Selected excerpt

▼

Sometimes even popular victors receive tepid stock-market welcomes. Japan in February 2026 is not one of those occasions. Sanae Takaichi’s Liberal Democratic Party has just delivered one of the most decisive electoral mandates in the country’s post-war history, claiming 316 seats and clearing the 310-seat threshold needed for a supermajority, the largest majority the LDP has won in its 70-year existence. The political uncertainty that has haunted Japanese equities for the better part of three years, a revolving door of prime ministers, a slush-fund scandal, and a coalition that buckled have been swept away. What remains is a clear runway for reflation, corporate reform and strategic investment. The so-called ‘Takaichi trade’ is the latest catalyst in what we believe is a multi-year secular bull market.

The ¥21.3 trillion stimulus package approved in late 2025 is not the sprawling, undifferentiated spending of prior administrations; it is targeted with surgical intent. Of that total, ¥11.7 trillion is directed at household support, underpinning consumption at a moment when real wages are finally turning positive for the first time in decades. The remaining ¥7.2 trillion targets strategic sectors – defence, semiconductors and the emerging category that Takaichi’s team has branded ‘Physical AI’, the intersection of artificial intelligence with robotics and advanced manufacturing. By effectively subsidising corporate capital expenditure in these areas, the administration is engineering a durable expansion in return on equity and return on invested capital across the economy’s most dynamic corners.

Crucially, this is a growth agenda married to fiscal discipline, not divorced from it. Japan’s fiscal deficit has narrowed to approximately -0.5% of GDP, the healthiest position in close to three decades. Contrast that with the United States, where the federal deficit is running at nearly 6% of GDP, and the conventional narrative that paints Japan as a sovereign debt basket case begins to look not just lazy but frankly backwards. Tax receipts have risen consistently for fifteen years, driven by growing corporate profitability and a return to inflation. The country’s primary budget position has improved meaningfully, placing Japan well ahead of many developed market peers on this metric — a reality that global allocators continue to underweight.

▲

Dataset excerpt

▼

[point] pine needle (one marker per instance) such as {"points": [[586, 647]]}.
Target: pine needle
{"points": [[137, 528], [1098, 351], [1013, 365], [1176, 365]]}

▲

Problems to solve
a) From the article on Japan's election and markets, extract everything from "Crucially, this is a" down to "continue to underweight.".
b) Answer these questions using the article on Japan's election and markets:
(i) How many seats did the Liberal Democratic Party claim?
(ii) How much of the stimulus package is directed at household support?
(iii) To roughly what share of GDP has Japan's fiscal deficit narrowed?
c) Carry on the article on Japan's election and markets from the point where it stops.
The material plays no part in what is asked here.

Exercise answers
a)
Crucially, this is a growth agenda married to fiscal discipline, not divorced from it. Japan’s fiscal deficit has narrowed to approximately -0.5% of GDP, the healthiest position in close to three decades. Contrast that with the United States, where the federal deficit is running at nearly 6% of GDP, and the conventional narrative that paints Japan as a sovereign debt basket case begins to look not just lazy but frankly backwards. Tax receipts have risen consistently for fifteen years, driven by growing corporate profitability and a return to inflation. The country’s primary budget position has improved meaningfully, placing Japan well ahead of many developed market peers on this metric — a reality that global allocators continue to underweight.

b)
(i) 316 seats
(ii) ¥11.7 trillion
(iii) Approximately -0.5% of GDP

c)
The Denominator Has Finally Arrived

The debt-to-GDP ratio is the perennial bear case on Japan, and it is worth addressing directly. Japan’s gross government debt sits well above 200% of GDP — the highest in the developed world. And yet the trajectory is what matters, not the level. That ratio peaked in 2020 and has been declining. The reason is structural and powerful: for the first time in decades, Japan’s nominal GDP is growing faster than its debt issuance. The ‘denominator effect’ — nominal GDP expanding thanks to inflation and underlying growth — is eroding the ratio from below. Meanwhile, inflation is doing further work: as real debt levels are steadily worn away by rising prices, the burden lightens without a single bond needing to be restructured. The bears have been anchored to a static snapshot of a dynamic system that is now moving firmly in the right direction.

Corporate Japan: From Compliance to Capital Efficiency

The Tokyo Stock Exchange’s governance reforms have now passed through their first phase — the compliance phase, where companies reluctantly acknowledged the need for change — and entered what we would call Capital Efficiency 2.0. The results are visible in the data. Japanese corporates sit on a record ¥115 trillion cash pile, and they are deploying it. Share buybacks hit a record ¥18 trillion in 2024 and were tracking materially higher through 2025; final figures, when released, are expected to confirm another record. Management buyouts, strategic divestments and cross-holding unwinds are accelerating, each one surfacing hidden value that has been trapped on balance sheets for a generation. Return on equity is rising. Earnings revisions are trending positively, a fundamental signal that the Japanese corporate machine is gaining traction relative to many international peers. Meanwhile, valuations are still very reasonable.

The Bank of Japan raised interest rates twice in 2025, the first meaningful policy tightening in roughly thirty years. Yield curve steepening and higher JGB yields have prompted some anxiety. We view this differently. A country purging three decades of deflation will, by definition, see its bond yields rise. The wage-price dynamic that policymakers have sought for a generation is now in place: real wages are positive, companies have the pricing power to expand margins even as the cost of capital normalises, and the BoJ has room to continue its gradual tightening path without derailing the expansion. Critically, Takaichi has struck the right tone with the central bank, resisting the temptation to lean on the BoJ publicly and instead asking only for clear communication and policy coordination. That restraint, given the size of her mandate, is itself a signal of a mature administration that understands the stakes.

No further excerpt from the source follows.